Here is a listing; work out how many of its lines contain the word "instance", and state only that number.

(Dataset begins)

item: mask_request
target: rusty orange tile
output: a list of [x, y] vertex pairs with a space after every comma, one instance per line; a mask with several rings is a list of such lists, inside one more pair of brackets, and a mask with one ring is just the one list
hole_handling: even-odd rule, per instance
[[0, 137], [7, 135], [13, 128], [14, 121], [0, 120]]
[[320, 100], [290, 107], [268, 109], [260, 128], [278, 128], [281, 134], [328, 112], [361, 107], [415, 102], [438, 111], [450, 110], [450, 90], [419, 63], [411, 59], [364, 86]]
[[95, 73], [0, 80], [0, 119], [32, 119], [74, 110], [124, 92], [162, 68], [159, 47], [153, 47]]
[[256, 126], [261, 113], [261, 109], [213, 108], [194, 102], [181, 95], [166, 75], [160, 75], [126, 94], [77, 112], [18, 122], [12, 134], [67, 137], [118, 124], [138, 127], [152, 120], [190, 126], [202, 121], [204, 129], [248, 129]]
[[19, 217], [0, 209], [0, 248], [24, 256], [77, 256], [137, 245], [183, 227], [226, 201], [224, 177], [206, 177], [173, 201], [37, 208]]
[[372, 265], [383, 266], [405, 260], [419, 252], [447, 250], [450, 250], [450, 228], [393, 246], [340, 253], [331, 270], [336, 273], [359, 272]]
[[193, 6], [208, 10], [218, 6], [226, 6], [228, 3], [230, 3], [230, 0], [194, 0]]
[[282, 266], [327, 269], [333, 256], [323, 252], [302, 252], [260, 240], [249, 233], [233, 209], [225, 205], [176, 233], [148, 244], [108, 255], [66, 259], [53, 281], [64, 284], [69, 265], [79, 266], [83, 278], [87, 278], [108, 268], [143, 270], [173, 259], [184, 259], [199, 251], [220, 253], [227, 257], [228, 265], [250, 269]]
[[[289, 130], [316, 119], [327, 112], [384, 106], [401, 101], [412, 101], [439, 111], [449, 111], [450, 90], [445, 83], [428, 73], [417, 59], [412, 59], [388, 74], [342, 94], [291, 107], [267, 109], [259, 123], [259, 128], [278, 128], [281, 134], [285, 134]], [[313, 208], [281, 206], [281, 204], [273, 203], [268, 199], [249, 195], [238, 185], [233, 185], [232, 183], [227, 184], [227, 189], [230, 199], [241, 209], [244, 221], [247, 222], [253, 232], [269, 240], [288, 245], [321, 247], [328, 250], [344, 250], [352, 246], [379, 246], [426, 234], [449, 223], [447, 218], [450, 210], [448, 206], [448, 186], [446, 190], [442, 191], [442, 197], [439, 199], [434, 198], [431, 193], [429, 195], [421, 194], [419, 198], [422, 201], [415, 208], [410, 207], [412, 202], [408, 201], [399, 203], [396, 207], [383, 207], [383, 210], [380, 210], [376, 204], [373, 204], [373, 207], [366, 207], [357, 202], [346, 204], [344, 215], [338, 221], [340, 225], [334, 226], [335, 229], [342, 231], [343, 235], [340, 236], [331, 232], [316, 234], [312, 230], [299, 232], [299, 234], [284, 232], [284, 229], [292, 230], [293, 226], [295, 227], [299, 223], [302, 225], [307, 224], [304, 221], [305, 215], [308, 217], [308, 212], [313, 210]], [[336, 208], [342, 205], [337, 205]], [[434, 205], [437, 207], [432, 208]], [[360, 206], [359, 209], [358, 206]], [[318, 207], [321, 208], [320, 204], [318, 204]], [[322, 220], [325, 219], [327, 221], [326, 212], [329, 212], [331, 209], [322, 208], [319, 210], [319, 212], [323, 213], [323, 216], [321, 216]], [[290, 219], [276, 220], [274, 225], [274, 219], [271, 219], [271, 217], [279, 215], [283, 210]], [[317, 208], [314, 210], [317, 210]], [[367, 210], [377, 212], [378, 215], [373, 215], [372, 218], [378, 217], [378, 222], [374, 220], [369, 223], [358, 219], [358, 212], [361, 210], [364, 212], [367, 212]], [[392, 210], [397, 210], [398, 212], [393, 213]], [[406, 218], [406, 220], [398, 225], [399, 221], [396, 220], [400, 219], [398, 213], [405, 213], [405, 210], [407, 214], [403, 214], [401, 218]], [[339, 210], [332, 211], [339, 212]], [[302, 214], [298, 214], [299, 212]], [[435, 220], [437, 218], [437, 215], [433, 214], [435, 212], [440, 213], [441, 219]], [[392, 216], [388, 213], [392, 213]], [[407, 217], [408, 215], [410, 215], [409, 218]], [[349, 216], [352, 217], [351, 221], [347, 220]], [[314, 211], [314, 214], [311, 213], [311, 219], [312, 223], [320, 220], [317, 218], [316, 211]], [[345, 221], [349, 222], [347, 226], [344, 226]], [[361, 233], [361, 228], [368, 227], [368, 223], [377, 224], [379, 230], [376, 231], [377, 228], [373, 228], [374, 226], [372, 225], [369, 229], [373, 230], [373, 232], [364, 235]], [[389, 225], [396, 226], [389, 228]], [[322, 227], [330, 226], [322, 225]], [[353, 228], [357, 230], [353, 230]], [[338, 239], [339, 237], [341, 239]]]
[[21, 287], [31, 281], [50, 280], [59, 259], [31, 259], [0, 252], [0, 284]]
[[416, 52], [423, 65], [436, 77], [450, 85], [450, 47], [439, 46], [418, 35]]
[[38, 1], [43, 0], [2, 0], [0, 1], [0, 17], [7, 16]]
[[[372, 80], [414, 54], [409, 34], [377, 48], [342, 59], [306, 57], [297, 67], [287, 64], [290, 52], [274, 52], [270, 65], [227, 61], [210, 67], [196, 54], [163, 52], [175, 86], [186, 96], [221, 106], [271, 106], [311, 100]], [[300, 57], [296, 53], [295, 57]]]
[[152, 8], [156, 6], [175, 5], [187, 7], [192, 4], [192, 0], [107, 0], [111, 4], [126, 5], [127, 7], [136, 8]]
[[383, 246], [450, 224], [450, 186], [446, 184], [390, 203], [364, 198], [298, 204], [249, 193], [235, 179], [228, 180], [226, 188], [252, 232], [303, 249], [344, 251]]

(Dataset ends)

§ **Output for this exercise**
2